◆ **USING THE INFORMATION**:
1/ Answer from the profile of Tanner Wall at the University of Dayton School of Law:
(a) What degree did Wall earn before entering the School of Law?
(b) How many clinics does the law school have?
(c) Who is the Director of the Criminal Law Clinic?
2/ Write the next part of the profile of law student Tanner Wall, picking up after its final sentence.

◆ **PASSAGE PROVIDED**:
Putting Your Law School Experience In Motion

Tanner Wall will never forget that call to his client when everything was finally settled.

“I said congratulations, I’m glad we were able to get this done,” Wall remembers. “He said congratulations to you too. I said it’s your life. It’s cool for me the experience of it but it was his future.”

When he entered the University of Dayton School of Law, Wall wasn’t sure if handling a case like the one that led to that memorable call was something he wanted to take on.

“I’m not big on public speaking generally,” Wall says.

Wall decided to attend the School of Law after graduating with an English Literature degree. He thought a law degree offered him a wide-range of options.

“One of the things that attracted me to law is there are so many fields,” Wall says. “I would have a lot of avenues to pursue as my interests changed.”

Tanner WallRight away, Wall could see the value of what he was learning.

“We get a lot of practical information,” Wall says. “I think that’s one of the cooler things. I feel like I actually know things, real skills I can take out into the world.”

Wall got the chance to use those skills sooner than he expected when he signed up for the school’s Criminal Law Clinic.

The Criminal Law Clinic is one of four clinics in the law school. In the Criminal Law Clinic students have the opportunity to represent real-life clients from the initial arrest to appeal if necessary.

“The client interaction the students get is wonderful regardless of where they want to practice law,” says Professor Thaddeus Hoffmeister, Director of the Criminal Law Clinic.

Wall says that hands-on experience is one of the reasons the clinic appealed to him.

“One lawyer told me if there’s anything you want to do before you start practicing is get in front of a judge,” Wall says. “Get that first time out of the way.”

One of the clients Wall was representing through the clinic didn’t have a criminal record but was now facing charges.

“He was telling me the story of how the police stopped him and I thought that sounds really suspicious,” Wall remembers. “They really didn’t have any reason to stop him.”

(Items drawn from a dataset)
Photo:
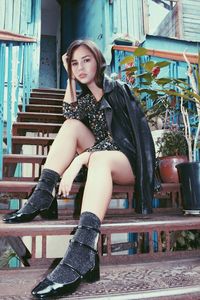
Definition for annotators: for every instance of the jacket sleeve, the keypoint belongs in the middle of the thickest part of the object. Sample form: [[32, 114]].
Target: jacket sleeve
[[145, 164]]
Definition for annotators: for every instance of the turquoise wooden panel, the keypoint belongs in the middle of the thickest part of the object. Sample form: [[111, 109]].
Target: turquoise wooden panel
[[2, 79], [16, 16], [2, 13], [29, 11], [19, 71], [9, 99], [8, 15], [23, 20]]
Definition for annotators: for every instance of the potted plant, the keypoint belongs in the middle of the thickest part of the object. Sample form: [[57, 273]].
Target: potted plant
[[189, 173], [148, 85], [172, 150]]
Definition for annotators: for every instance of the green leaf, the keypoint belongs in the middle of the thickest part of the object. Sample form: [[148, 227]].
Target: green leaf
[[163, 81], [130, 70], [127, 60], [152, 92], [140, 51], [162, 64], [148, 66]]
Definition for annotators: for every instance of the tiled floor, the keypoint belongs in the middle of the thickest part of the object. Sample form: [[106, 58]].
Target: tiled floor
[[156, 280]]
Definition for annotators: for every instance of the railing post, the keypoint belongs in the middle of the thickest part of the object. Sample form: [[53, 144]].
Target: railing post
[[19, 66], [9, 100], [2, 75]]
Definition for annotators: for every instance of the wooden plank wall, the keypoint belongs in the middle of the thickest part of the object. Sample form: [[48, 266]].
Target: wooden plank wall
[[191, 20], [19, 16], [24, 17], [182, 22], [128, 18], [170, 25]]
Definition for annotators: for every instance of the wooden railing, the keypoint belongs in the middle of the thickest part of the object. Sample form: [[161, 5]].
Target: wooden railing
[[15, 82]]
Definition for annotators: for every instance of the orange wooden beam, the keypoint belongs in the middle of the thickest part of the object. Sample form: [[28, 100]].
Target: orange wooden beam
[[178, 56], [10, 36]]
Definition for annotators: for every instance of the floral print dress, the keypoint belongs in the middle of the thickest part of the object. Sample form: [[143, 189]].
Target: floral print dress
[[88, 107]]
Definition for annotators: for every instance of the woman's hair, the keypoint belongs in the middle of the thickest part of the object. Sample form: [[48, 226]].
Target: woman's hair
[[100, 60]]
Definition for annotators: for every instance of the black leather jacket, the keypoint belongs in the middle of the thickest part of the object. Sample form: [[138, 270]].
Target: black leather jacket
[[130, 130]]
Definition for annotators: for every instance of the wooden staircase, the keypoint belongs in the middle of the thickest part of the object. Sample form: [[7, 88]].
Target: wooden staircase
[[126, 236]]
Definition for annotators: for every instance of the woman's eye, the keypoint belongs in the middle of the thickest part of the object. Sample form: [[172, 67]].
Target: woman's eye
[[74, 64]]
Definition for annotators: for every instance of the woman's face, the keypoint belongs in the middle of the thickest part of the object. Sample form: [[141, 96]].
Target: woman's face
[[83, 65]]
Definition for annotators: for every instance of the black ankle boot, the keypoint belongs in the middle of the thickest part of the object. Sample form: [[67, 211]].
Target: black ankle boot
[[41, 202], [81, 261]]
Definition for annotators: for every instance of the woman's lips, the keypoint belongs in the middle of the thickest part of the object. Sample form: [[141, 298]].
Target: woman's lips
[[82, 75]]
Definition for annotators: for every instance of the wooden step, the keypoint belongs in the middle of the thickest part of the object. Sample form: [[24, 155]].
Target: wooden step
[[21, 158], [158, 280], [47, 95], [159, 231], [26, 140], [42, 108], [40, 117], [32, 163], [45, 101], [20, 128], [49, 90]]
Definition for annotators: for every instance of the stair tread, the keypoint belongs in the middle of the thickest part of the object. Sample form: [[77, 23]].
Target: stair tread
[[49, 99], [42, 105], [117, 281], [120, 224], [23, 157], [30, 138], [36, 124], [38, 114]]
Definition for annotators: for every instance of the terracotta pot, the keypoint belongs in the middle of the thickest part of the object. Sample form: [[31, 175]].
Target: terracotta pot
[[167, 167]]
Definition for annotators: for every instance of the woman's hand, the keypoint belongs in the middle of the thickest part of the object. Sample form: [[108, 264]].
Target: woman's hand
[[64, 60], [65, 64], [71, 172]]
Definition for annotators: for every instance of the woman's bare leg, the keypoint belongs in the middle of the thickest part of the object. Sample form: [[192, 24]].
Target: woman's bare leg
[[105, 167], [72, 137]]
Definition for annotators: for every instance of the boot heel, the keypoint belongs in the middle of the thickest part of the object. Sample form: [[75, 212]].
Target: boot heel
[[52, 212], [94, 274]]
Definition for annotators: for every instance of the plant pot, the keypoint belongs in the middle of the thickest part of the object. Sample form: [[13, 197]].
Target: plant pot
[[189, 177], [167, 167]]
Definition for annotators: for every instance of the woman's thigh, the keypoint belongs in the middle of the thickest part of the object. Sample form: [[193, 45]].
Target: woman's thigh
[[83, 135], [118, 164]]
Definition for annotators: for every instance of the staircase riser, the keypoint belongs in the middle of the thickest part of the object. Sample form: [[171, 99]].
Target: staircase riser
[[46, 101], [47, 95], [42, 119]]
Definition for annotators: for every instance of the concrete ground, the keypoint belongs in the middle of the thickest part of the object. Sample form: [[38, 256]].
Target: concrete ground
[[178, 279]]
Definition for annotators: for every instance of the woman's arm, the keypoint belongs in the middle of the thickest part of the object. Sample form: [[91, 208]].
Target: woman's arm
[[70, 93]]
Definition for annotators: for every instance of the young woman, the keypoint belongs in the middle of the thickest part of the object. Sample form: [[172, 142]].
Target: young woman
[[106, 131]]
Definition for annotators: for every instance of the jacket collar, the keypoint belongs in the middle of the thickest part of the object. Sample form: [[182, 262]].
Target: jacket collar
[[108, 84]]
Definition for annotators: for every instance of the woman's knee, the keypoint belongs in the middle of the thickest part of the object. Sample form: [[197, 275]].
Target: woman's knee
[[99, 159], [72, 124]]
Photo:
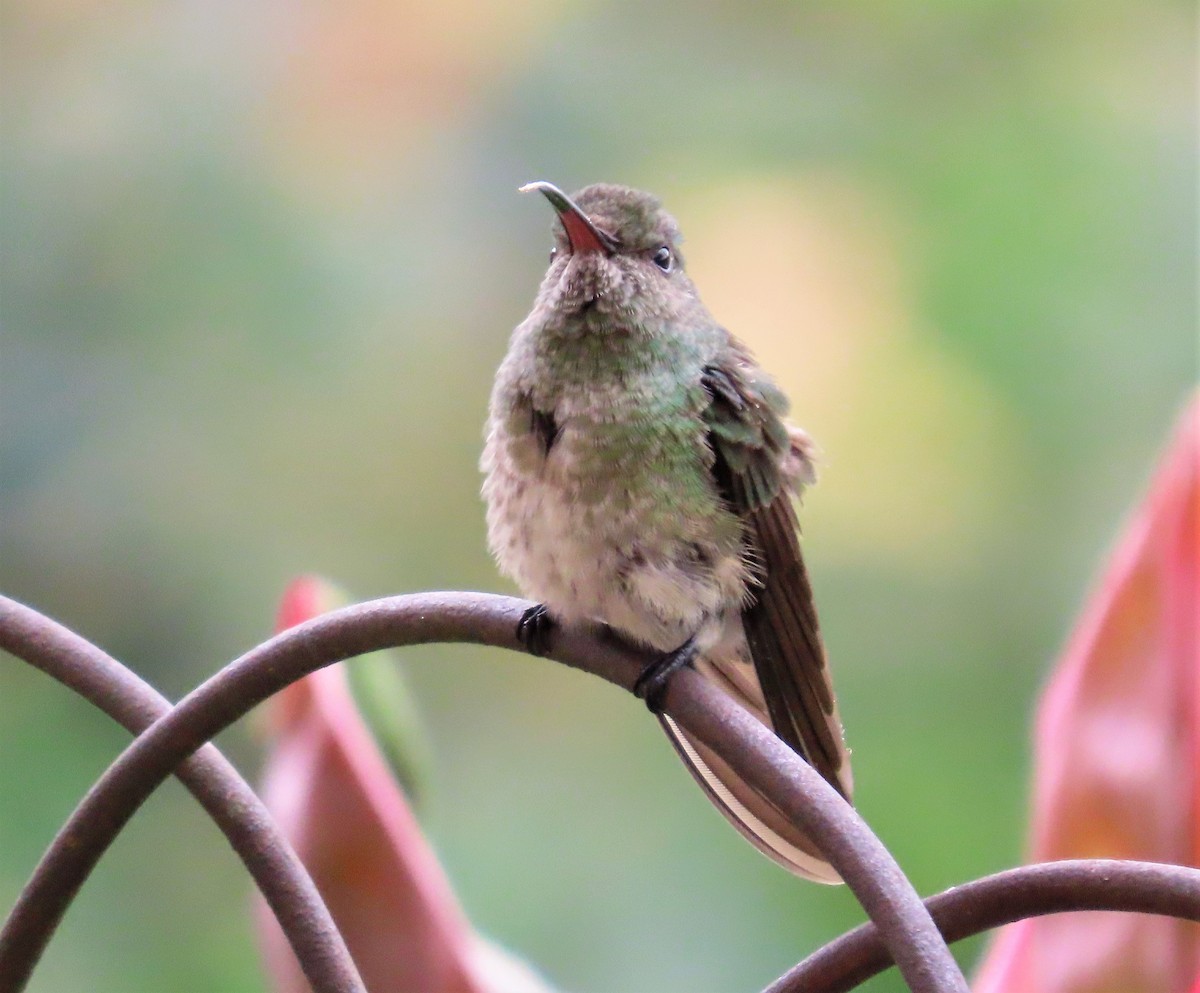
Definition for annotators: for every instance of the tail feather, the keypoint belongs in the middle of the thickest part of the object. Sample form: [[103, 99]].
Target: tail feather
[[755, 817], [753, 814]]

◆ **ANSWERS TO EACH TASK**:
1/
(a) An English Literature degree.
(b) Four.
(c) Professor Thaddeus Hoffmeister.

2/
So Wall filed a motion to suppress the evidence the police found after the stop.

“It’s often used but rarely successful,” says Hoffmeister of the motion to suppress.

But in researching cases, Wall felt like he had a strong argument to have that evidence suppressed.

So he wrote his motion and later argued it in front of a judge with a seasoned prosecutor on the other side.

About a month later, Wall’s motion was granted. Without that evidence, the charges against Wall’s client were dropped, leading to Wall’s celebratory call.

“It was pretty exciting, especially knowing how rarely that happens,” Wall says.

Wall says criminal law is now something he would consider doing after law school, but he knows no matter where his career leads him, what he learned representing clients at the clinic will come in handy.

“I thought it was the best experience of law school so far,” Wall says. “You get to take all this stuff we’ve learned and you actually get to meet some people, hear their stories and do your best to help them out.”

Not every student will have the level of success Wall did, but they still leave the clinic with valuable experience.

“The students really enjoy it,” Hoffmeister says. “It’s the culmination of the entire law school experience because everything you learned you get to apply it.”